==== CUPLIKAN TEKS
Sekitar 156 juta kasus pneumonia baru pertahun terjadi di seluruh dunia dan menjadi
penyebab kematian 1,5 juta anak usia di bawah lima tahun (balita) setiap tahun. Sayangnya, penyebab kematian utama pada balita ini termasuk dalam kelompok pembunuh yang terlupakan karena kurangnya edukasi dan tingkat kesadaran yang rendah masyarakat.
Di Indonesia sendiri, berdasarkan hasil penelitian Departemen Ilmu Kesehatan Anak FKUI Jakarta dengan Dinas Kesehatan Kabupaten Lombok Tengah, NTB, yang diketuai oleh Prof. DR. Dr. Sri Rezeki Hadinegoro, SpA(K) sebagai peneliti utama di lima puskesmas di Kabupaten Lombok Tengah, yaitu Puskesmas Praya, Pringgerata, Ubung, Puyung dan Mantang menemukan, sekitar 33 persen dari 1200 anak sehat yang diteliti ditemukan kuman S. pneumonia di nasofaringnya.
Angka prevalensi ini menurun bila dibandingkan dengan penelitian Soewignyo pada tahun 1997, dimana prevalensinya saat itu adalah 48 persen.
========
TUGAS A -
Kutip bagian teks tentang pneumonia di atas, mulai dari "Di Indonesia sendiri, berdasarkan" sampai dengan "pneumonia di nasofaringnya.", termasuk kedua batas tersebut.
TUGAS B -
Terjemahkan kalimat dari teks tentang pneumonia ini ke dalam bahasa Inggris: "Angka prevalensi ini menurun bila dibandingkan dengan penelitian Soewignyo pada tahun 1997, dimana prevalensinya saat itu adalah 48 persen."
TUGAS C -
Menurut teks tentang pneumonia, berapa jumlah anak sehat yang diteliti di lima puskesmas di Kabupaten Lombok Tengah?
==== DATA YANG DIBERIKAN
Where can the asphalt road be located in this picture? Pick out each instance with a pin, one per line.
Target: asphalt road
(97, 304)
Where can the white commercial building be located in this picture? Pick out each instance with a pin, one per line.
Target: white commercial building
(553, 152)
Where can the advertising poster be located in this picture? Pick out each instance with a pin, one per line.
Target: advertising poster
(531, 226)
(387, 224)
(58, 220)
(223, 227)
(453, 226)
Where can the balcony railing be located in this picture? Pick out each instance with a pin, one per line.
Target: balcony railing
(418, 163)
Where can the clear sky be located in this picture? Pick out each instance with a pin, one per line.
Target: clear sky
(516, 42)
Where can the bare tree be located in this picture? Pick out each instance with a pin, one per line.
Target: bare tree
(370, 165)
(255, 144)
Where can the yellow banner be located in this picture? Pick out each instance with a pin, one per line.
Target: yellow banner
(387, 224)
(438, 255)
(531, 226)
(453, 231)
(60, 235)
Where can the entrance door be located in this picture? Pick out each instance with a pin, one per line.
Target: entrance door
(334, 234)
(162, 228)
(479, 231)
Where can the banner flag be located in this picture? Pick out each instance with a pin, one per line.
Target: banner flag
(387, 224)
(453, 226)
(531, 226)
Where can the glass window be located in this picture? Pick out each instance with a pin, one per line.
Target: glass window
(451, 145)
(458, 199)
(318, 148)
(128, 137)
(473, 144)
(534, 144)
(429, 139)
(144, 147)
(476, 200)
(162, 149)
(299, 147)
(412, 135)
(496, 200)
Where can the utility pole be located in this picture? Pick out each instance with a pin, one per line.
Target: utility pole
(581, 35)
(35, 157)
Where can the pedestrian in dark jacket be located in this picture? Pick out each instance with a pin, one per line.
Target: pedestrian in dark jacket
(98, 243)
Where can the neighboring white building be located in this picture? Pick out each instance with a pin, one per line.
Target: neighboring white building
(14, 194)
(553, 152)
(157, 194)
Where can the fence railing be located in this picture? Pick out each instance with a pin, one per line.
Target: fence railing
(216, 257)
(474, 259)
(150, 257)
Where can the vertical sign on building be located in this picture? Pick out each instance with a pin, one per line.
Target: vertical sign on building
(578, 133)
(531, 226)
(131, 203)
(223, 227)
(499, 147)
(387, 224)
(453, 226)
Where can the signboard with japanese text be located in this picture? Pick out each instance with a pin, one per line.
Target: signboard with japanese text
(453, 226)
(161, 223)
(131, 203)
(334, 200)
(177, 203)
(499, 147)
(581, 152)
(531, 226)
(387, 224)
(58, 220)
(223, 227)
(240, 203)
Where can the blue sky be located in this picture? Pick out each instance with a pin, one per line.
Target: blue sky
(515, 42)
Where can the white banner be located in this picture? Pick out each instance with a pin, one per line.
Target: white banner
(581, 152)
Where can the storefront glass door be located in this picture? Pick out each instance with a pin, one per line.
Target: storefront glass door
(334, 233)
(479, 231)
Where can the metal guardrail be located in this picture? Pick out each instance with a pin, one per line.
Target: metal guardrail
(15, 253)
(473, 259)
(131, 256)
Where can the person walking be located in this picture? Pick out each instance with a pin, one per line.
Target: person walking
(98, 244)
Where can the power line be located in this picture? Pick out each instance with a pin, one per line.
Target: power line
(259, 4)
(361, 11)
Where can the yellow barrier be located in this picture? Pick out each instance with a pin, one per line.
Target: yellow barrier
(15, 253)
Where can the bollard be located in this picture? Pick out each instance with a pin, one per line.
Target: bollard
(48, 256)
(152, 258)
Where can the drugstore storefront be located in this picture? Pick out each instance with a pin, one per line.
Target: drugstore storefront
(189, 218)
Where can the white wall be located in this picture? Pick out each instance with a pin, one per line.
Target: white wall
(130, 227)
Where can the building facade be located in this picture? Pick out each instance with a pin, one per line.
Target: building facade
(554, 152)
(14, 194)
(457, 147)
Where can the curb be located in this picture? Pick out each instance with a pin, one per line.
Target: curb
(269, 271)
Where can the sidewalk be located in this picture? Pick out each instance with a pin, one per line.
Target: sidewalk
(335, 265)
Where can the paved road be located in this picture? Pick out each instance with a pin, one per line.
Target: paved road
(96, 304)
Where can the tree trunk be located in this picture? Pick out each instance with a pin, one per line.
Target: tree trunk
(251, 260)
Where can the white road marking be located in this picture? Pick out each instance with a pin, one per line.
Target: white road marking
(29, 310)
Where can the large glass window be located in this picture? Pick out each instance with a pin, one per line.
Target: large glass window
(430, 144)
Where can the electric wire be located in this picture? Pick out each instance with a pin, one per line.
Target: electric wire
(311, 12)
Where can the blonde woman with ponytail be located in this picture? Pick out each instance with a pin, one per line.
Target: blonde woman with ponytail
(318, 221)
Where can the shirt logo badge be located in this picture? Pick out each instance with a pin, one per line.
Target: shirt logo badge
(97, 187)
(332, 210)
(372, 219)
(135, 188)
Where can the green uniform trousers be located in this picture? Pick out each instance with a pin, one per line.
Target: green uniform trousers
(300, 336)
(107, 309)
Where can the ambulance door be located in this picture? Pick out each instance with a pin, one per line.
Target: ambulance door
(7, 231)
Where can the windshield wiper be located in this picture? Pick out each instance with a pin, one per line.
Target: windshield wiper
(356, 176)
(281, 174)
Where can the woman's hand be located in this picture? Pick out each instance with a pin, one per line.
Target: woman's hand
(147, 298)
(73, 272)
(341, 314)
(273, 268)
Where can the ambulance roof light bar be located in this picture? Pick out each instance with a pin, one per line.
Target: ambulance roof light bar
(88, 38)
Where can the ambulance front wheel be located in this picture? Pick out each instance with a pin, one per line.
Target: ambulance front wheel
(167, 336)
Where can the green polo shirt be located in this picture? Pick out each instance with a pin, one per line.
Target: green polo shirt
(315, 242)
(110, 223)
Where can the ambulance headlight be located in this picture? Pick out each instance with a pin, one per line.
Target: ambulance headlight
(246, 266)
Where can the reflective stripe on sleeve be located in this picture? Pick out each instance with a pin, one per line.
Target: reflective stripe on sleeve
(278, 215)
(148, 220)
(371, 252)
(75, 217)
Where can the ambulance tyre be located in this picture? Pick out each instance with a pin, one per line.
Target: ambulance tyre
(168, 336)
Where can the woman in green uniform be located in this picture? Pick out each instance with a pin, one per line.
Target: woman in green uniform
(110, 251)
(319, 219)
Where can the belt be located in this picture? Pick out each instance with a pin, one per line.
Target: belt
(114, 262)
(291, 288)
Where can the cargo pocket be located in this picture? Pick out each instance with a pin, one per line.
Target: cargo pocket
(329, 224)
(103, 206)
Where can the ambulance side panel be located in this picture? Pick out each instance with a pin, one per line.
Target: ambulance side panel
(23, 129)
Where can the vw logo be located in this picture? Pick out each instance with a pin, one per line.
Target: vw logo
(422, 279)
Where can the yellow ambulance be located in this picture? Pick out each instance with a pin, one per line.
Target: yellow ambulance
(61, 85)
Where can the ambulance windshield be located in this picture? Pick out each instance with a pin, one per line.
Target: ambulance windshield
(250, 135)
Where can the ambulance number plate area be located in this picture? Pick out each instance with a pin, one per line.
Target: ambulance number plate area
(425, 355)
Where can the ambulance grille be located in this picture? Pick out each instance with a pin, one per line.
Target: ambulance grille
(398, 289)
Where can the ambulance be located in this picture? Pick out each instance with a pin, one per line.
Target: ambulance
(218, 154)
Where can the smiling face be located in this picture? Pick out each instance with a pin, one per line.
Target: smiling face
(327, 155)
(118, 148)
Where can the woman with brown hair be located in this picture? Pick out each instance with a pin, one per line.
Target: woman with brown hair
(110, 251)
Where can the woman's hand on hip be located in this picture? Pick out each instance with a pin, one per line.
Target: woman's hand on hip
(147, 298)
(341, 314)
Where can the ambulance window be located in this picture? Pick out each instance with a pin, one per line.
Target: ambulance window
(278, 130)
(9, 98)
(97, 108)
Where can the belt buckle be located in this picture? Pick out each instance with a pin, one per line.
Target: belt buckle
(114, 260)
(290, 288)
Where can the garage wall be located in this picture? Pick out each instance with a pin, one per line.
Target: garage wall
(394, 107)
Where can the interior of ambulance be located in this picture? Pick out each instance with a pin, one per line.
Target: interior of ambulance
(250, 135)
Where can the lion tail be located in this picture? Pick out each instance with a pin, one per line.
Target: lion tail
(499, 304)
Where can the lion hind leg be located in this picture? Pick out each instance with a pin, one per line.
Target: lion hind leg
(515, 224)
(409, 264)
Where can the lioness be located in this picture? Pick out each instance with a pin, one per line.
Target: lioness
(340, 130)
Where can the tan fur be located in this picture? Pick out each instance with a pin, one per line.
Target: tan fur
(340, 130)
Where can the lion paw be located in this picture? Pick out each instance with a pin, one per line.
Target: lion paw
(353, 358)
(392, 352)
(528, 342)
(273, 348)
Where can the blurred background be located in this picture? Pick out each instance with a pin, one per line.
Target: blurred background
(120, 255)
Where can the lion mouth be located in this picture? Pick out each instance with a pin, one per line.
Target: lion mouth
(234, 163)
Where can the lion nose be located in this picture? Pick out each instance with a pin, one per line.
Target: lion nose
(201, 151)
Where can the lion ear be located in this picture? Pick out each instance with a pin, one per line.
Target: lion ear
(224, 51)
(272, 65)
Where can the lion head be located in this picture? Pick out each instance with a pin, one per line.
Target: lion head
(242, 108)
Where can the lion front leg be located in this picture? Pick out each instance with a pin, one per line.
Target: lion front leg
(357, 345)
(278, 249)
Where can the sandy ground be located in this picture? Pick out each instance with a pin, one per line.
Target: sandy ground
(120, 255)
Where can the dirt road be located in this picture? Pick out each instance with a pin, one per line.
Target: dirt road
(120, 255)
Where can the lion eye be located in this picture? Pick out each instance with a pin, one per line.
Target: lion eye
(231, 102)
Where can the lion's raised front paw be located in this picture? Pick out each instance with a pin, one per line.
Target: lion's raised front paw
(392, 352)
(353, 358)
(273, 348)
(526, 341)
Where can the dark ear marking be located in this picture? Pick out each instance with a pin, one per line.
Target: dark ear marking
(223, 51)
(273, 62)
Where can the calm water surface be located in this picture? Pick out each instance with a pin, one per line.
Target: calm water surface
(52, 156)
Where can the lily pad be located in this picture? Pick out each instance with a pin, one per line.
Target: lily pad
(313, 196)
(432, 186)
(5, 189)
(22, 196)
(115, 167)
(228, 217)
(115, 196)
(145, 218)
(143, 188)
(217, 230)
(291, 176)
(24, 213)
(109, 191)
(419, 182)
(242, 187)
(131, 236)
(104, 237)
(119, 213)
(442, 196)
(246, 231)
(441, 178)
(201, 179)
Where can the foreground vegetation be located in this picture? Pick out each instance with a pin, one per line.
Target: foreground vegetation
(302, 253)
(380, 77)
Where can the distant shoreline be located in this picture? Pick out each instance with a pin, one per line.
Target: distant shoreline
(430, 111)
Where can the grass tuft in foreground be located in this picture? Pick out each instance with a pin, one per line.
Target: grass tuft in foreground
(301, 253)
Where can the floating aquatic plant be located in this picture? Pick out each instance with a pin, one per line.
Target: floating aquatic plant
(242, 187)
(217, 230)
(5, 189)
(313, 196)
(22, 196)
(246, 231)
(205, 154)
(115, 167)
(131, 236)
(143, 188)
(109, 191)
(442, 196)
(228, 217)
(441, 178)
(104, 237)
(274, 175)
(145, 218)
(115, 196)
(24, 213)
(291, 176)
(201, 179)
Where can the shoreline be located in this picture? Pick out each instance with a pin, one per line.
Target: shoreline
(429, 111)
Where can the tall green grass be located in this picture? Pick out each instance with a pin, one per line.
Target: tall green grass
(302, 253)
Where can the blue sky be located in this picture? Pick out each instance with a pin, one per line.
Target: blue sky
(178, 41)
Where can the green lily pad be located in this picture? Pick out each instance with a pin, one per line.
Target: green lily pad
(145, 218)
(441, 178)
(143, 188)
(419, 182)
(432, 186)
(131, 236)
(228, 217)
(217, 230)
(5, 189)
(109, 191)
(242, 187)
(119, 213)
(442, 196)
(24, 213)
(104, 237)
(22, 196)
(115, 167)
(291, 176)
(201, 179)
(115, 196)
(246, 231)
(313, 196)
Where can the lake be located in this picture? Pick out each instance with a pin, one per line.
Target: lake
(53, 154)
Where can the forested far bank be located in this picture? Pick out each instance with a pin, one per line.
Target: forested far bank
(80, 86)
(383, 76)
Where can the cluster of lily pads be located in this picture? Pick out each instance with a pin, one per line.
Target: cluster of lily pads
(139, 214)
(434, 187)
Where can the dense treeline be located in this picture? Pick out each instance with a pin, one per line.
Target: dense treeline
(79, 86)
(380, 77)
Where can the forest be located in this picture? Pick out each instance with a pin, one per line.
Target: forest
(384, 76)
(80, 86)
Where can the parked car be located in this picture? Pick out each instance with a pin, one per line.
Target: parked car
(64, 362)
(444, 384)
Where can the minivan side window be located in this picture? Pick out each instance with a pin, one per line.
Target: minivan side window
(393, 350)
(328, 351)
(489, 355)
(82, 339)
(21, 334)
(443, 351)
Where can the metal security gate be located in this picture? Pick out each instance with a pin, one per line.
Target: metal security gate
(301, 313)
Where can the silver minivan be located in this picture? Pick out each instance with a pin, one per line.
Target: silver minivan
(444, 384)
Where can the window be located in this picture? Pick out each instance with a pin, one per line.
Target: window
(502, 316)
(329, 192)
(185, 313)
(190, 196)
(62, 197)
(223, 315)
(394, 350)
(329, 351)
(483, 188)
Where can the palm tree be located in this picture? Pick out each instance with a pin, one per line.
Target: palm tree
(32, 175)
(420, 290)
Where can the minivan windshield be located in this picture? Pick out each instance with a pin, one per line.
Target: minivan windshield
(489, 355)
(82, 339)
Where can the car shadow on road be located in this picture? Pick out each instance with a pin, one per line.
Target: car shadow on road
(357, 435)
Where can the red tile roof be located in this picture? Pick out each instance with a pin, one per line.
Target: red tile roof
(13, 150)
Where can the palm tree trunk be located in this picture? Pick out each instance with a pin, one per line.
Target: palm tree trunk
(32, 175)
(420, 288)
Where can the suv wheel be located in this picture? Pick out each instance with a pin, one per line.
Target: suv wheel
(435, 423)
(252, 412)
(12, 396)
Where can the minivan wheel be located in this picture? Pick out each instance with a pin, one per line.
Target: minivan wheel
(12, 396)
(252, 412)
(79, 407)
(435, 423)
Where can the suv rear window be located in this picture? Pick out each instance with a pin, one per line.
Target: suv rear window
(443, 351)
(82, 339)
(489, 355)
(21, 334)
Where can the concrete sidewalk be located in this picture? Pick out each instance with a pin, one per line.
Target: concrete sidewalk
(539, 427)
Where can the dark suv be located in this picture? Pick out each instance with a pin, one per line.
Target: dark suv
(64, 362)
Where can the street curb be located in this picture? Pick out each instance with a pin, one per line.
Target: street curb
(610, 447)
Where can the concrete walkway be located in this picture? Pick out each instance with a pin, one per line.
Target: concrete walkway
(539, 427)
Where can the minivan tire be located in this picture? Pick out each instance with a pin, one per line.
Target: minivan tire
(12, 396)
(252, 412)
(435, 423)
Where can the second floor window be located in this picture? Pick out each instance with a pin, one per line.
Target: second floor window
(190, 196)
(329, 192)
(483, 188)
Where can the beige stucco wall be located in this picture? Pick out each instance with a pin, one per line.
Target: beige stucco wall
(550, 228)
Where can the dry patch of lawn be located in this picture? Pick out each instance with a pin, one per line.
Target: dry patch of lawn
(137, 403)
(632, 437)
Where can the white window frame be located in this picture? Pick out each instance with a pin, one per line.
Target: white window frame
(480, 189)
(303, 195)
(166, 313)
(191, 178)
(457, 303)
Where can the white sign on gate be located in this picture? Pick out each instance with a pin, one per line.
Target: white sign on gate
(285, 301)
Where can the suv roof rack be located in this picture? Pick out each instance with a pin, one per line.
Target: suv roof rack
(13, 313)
========
HASIL A -
Di Indonesia sendiri, berdasarkan hasil penelitian Departemen Ilmu Kesehatan Anak FKUI Jakarta dengan Dinas Kesehatan Kabupaten Lombok Tengah, NTB, yang diketuai oleh Prof. DR. Dr. Sri Rezeki Hadinegoro, SpA(K) sebagai peneliti utama di lima puskesmas di Kabupaten Lombok Tengah, yaitu Puskesmas Praya, Pringgerata, Ubung, Puyung dan Mantang menemukan, sekitar 33 persen dari 1200 anak sehat yang diteliti ditemukan kuman S. pneumonia di nasofaringnya.

HASIL B -
This prevalence rate has decreased compared with Soewignyo's study in 1997, when the prevalence was 48 percent.

HASIL C -
1200 anak sehat.